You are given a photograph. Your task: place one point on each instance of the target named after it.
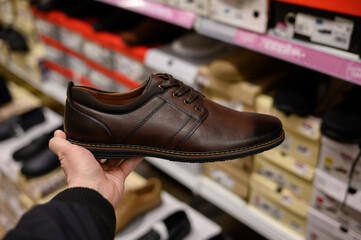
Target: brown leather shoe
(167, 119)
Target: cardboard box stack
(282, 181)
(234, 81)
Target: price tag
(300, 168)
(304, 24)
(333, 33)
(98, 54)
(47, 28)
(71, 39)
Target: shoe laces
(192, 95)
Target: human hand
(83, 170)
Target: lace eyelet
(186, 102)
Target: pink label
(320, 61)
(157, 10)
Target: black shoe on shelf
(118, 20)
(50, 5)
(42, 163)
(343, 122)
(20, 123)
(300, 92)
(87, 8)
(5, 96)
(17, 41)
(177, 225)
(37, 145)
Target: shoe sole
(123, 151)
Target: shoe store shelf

---

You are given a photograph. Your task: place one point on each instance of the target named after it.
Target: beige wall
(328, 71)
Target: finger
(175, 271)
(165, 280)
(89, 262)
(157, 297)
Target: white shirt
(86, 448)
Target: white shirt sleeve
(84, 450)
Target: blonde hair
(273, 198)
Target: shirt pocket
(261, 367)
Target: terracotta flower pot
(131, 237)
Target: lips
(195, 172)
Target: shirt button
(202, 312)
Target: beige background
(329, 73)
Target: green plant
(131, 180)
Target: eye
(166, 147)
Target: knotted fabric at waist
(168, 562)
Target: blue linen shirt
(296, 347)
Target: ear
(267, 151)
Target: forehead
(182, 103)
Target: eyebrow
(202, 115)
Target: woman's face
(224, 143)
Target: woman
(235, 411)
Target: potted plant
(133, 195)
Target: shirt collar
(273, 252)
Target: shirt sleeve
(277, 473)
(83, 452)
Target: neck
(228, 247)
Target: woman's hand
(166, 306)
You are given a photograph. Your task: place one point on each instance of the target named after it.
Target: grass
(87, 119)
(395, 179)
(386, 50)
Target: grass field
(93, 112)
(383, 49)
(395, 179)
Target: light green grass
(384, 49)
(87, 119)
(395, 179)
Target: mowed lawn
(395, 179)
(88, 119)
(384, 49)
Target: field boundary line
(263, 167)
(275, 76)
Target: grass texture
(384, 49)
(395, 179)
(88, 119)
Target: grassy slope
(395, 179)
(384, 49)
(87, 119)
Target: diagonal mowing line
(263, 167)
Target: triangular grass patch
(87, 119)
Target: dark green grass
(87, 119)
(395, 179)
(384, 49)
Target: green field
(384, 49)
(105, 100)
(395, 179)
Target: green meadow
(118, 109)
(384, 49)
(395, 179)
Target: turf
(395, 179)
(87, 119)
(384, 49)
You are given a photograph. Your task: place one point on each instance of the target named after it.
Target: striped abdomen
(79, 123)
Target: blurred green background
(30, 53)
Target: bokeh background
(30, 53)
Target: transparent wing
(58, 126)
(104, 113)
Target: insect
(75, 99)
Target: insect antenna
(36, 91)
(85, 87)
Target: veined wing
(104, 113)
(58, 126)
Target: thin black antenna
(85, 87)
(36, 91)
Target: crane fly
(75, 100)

--

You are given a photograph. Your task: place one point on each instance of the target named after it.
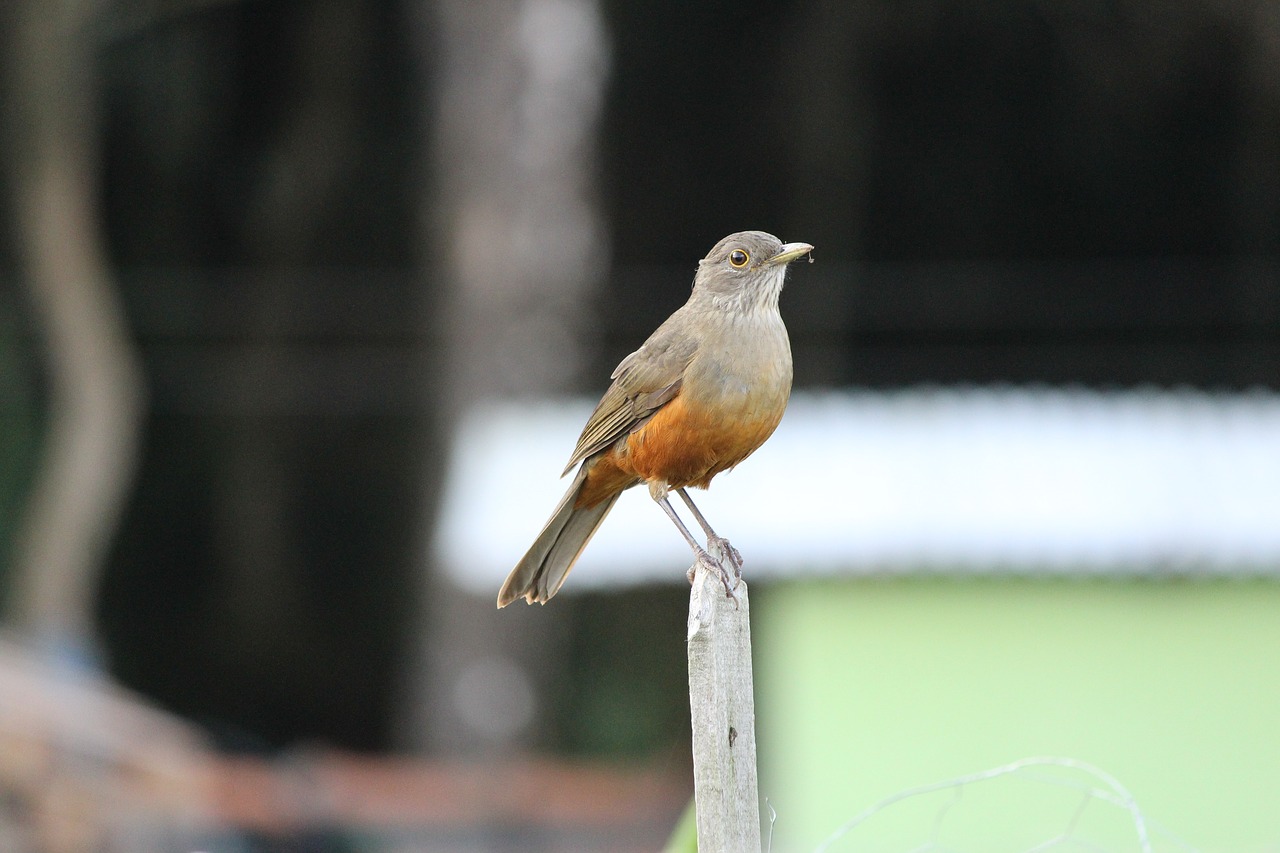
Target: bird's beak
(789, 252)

--- What is needed ---
Update the entries in the part that opens with the line containing "Target: human hand" and closes with the line containing "Target: shoe store shelf", putting "shoelace eyelet" wherever "lace eyelet" appears and keeping everything else unchanged. Return only those lines.

--- Written answer ---
Target: human hand
(83, 170)
Target: shoelace eyelet
(186, 102)
Target: pink label
(320, 61)
(157, 10)
Target: black shoe on shelf
(118, 20)
(50, 5)
(42, 163)
(343, 122)
(20, 123)
(300, 92)
(87, 8)
(5, 96)
(17, 41)
(177, 225)
(37, 145)
Target: shoe sole
(123, 151)
Target: shoe store shelf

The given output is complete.